Dataset
# # # # # # #

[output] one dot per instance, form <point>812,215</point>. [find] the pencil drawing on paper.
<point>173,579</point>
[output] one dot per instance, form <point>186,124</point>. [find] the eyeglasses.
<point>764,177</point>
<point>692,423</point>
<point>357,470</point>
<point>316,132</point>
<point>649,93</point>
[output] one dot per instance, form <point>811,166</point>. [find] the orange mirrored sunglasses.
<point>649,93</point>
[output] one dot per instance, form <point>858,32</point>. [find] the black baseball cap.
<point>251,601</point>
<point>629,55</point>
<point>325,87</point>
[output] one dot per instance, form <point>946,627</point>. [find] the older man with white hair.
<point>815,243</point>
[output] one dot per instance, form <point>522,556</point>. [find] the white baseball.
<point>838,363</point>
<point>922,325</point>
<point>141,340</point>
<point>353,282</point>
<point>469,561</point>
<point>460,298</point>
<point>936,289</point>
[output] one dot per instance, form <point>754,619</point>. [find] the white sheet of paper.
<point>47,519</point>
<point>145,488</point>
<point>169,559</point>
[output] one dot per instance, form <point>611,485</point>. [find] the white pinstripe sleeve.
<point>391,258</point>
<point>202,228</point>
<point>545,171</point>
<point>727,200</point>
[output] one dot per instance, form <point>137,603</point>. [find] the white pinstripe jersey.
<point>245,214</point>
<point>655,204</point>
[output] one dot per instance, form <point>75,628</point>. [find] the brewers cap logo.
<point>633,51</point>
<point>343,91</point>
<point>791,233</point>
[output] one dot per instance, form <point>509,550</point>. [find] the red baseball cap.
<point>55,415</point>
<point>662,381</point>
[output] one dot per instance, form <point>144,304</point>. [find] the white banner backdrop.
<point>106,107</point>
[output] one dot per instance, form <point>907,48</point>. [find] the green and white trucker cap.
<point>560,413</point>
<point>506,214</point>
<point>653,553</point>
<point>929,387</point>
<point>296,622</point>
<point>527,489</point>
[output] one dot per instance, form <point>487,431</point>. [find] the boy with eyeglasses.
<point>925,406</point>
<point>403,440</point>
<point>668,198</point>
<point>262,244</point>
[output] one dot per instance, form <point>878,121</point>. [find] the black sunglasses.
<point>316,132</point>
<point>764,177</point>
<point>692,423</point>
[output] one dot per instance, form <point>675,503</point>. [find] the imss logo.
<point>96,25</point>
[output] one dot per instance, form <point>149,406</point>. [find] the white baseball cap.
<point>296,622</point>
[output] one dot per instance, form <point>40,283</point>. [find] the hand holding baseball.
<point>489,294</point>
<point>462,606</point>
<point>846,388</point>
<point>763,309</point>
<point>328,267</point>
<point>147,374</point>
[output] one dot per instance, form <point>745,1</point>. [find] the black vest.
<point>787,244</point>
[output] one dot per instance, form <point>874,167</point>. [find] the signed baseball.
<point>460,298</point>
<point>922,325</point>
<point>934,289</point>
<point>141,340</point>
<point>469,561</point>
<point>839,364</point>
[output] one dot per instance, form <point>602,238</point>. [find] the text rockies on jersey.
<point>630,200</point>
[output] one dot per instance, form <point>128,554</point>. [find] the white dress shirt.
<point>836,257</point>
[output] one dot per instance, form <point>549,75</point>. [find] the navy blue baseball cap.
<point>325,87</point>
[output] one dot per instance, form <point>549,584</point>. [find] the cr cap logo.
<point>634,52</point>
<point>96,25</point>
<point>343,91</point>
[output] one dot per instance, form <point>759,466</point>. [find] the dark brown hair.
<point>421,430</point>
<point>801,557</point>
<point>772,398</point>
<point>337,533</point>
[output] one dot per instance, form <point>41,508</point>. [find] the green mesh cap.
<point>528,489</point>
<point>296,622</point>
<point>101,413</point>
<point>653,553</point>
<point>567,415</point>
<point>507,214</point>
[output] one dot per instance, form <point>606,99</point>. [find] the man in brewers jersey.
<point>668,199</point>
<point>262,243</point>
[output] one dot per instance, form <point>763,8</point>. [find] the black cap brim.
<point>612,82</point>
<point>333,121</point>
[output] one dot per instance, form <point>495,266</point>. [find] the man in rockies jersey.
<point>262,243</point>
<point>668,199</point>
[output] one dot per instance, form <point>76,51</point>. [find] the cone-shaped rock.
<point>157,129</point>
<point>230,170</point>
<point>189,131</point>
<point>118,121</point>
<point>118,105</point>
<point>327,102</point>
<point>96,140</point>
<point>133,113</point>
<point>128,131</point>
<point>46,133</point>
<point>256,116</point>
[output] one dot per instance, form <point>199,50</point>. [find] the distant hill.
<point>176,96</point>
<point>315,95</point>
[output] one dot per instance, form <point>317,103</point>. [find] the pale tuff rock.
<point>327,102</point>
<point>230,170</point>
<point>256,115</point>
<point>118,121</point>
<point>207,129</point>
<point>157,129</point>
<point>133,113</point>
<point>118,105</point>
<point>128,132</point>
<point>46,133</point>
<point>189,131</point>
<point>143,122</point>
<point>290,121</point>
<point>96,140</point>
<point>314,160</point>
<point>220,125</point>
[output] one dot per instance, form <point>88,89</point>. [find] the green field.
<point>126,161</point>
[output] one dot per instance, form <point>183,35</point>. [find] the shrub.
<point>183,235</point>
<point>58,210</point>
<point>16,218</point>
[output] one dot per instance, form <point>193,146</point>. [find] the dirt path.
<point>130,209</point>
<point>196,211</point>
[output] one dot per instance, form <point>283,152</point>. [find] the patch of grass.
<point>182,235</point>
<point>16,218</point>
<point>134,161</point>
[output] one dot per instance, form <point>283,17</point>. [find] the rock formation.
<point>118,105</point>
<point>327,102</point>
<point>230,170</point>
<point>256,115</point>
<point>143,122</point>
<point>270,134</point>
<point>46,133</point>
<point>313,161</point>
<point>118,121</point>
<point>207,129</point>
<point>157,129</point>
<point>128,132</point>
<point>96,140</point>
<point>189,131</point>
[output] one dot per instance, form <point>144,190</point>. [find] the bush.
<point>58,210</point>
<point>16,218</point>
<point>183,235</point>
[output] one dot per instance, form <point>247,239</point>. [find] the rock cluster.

# # # # # # #

Exercise
Restate each record exactly as written.

Result below
[output] one dot per instance, form <point>812,215</point>. [find] the pencil drawing on paper.
<point>173,579</point>
[output] one dot per instance, form <point>186,124</point>. [find] the eyeglasses.
<point>764,177</point>
<point>692,423</point>
<point>357,470</point>
<point>316,132</point>
<point>649,93</point>
[output] one dot per instance, form <point>811,166</point>. [find] the orange mirrored sunglasses.
<point>649,93</point>
[output] one dot per instance, form <point>858,32</point>. [find] the black baseball cap.
<point>251,601</point>
<point>629,55</point>
<point>325,87</point>
[output] one dot per instance, form <point>946,627</point>. [find] the older man with white hair.
<point>815,243</point>
[output] one dot per instance, form <point>522,556</point>. [find] the white baseball.
<point>838,363</point>
<point>922,325</point>
<point>141,340</point>
<point>353,282</point>
<point>469,561</point>
<point>460,298</point>
<point>936,289</point>
[output] one dot per instance, form <point>754,619</point>. [find] the white sheet of paper.
<point>47,519</point>
<point>145,488</point>
<point>169,559</point>
[output] one dot per instance, form <point>611,485</point>. [find] the white pinstripe sleeve.
<point>391,258</point>
<point>202,228</point>
<point>545,171</point>
<point>727,200</point>
[output] one dot per instance, form <point>137,603</point>. [find] the white pinstripe jersey.
<point>245,214</point>
<point>655,204</point>
[output] one dot per instance, form <point>75,628</point>. [find] the brewers cap logo.
<point>633,51</point>
<point>343,91</point>
<point>791,233</point>
[output] one dot per instance, form <point>509,550</point>. [find] the red baseball cap.
<point>55,415</point>
<point>662,381</point>
[output] one dot per instance, form <point>144,304</point>. [find] the white banner backdrop.
<point>106,107</point>
[output] one dot per instance, form <point>907,48</point>. [find] the green and white trucker cap.
<point>560,413</point>
<point>506,214</point>
<point>653,553</point>
<point>929,387</point>
<point>296,622</point>
<point>527,489</point>
[output] one dot per instance, form <point>487,431</point>. [find] the boy with eyeglasses.
<point>925,406</point>
<point>403,440</point>
<point>668,198</point>
<point>262,244</point>
[output] one dot per instance, form <point>878,121</point>. [find] the black sunglasses.
<point>316,132</point>
<point>764,177</point>
<point>692,423</point>
[output] one dot per instance, form <point>675,503</point>. [find] the imss logo.
<point>96,25</point>
[output] one dot per instance, form <point>149,406</point>. [find] the white baseball cap.
<point>296,622</point>
[output] one dot per instance, form <point>40,283</point>. [find] the hand holding baseball.
<point>489,294</point>
<point>462,606</point>
<point>846,388</point>
<point>763,309</point>
<point>328,267</point>
<point>147,374</point>
[output] one dot per instance, form <point>745,1</point>. [find] the black vest.
<point>787,244</point>
[output] one dot per instance, form <point>874,167</point>. [find] the signed baseball.
<point>460,298</point>
<point>922,325</point>
<point>934,289</point>
<point>141,340</point>
<point>469,561</point>
<point>839,364</point>
[output] one dot per instance, form <point>602,238</point>. [find] the text rockies on jersey.
<point>630,200</point>
[output] one dot per instance, form <point>128,554</point>. [find] the white dress shirt.
<point>836,257</point>
[output] one dot per instance, form <point>549,75</point>. [find] the navy blue baseball cap.
<point>325,87</point>
[output] one dot per instance, form <point>549,584</point>. [find] the cr cap logo.
<point>634,52</point>
<point>96,25</point>
<point>343,91</point>
[output] one dot per instance, form <point>759,466</point>. [find] the dark brown hair.
<point>421,430</point>
<point>801,557</point>
<point>772,398</point>
<point>337,533</point>
[output] one dot per instance, form <point>41,508</point>. [find] the green mesh cap.
<point>528,489</point>
<point>296,622</point>
<point>101,413</point>
<point>653,553</point>
<point>567,415</point>
<point>507,214</point>
[output] one dot per instance, form <point>606,99</point>. [find] the man in brewers jersey.
<point>668,199</point>
<point>262,243</point>
[output] one dot per instance, form <point>763,8</point>. [find] the black cap brim.
<point>612,82</point>
<point>333,121</point>
[output] one dot per instance, form <point>495,266</point>. [find] the man in rockies jersey.
<point>262,243</point>
<point>668,199</point>
[output] one dot per instance, form <point>76,51</point>. [find] the cone-shaped rock.
<point>157,129</point>
<point>230,170</point>
<point>189,131</point>
<point>118,121</point>
<point>118,105</point>
<point>327,102</point>
<point>96,140</point>
<point>133,113</point>
<point>128,131</point>
<point>46,133</point>
<point>256,116</point>
[output] one dot per instance, form <point>199,50</point>. [find] the distant hill.
<point>176,96</point>
<point>315,95</point>
[output] one dot per instance, form <point>317,103</point>. [find] the pale tuff rock.
<point>327,102</point>
<point>230,170</point>
<point>256,115</point>
<point>118,121</point>
<point>207,129</point>
<point>157,129</point>
<point>133,113</point>
<point>118,105</point>
<point>128,132</point>
<point>46,133</point>
<point>189,131</point>
<point>143,122</point>
<point>290,121</point>
<point>96,140</point>
<point>314,160</point>
<point>220,125</point>
[output] one dot per instance, form <point>88,89</point>. [find] the green field.
<point>126,161</point>
[output] one dot per instance, form <point>183,35</point>. [find] the shrub.
<point>183,235</point>
<point>58,210</point>
<point>16,218</point>
[output] one dot per instance, form <point>193,146</point>. [find] the dirt path.
<point>130,209</point>
<point>196,211</point>
[output] one dot per instance, form <point>283,152</point>. [find] the patch of grass.
<point>182,235</point>
<point>16,218</point>
<point>134,161</point>
[output] one dot per instance, form <point>283,17</point>. [find] the rock formation.
<point>118,105</point>
<point>327,102</point>
<point>230,170</point>
<point>256,115</point>
<point>143,122</point>
<point>270,134</point>
<point>46,133</point>
<point>313,161</point>
<point>118,121</point>
<point>207,129</point>
<point>157,129</point>
<point>128,132</point>
<point>96,140</point>
<point>189,131</point>
[output] one dot per instance, form <point>144,190</point>. [find] the bush.
<point>58,210</point>
<point>16,218</point>
<point>183,235</point>
[output] one dot per instance, form <point>247,239</point>. [find] the rock cluster.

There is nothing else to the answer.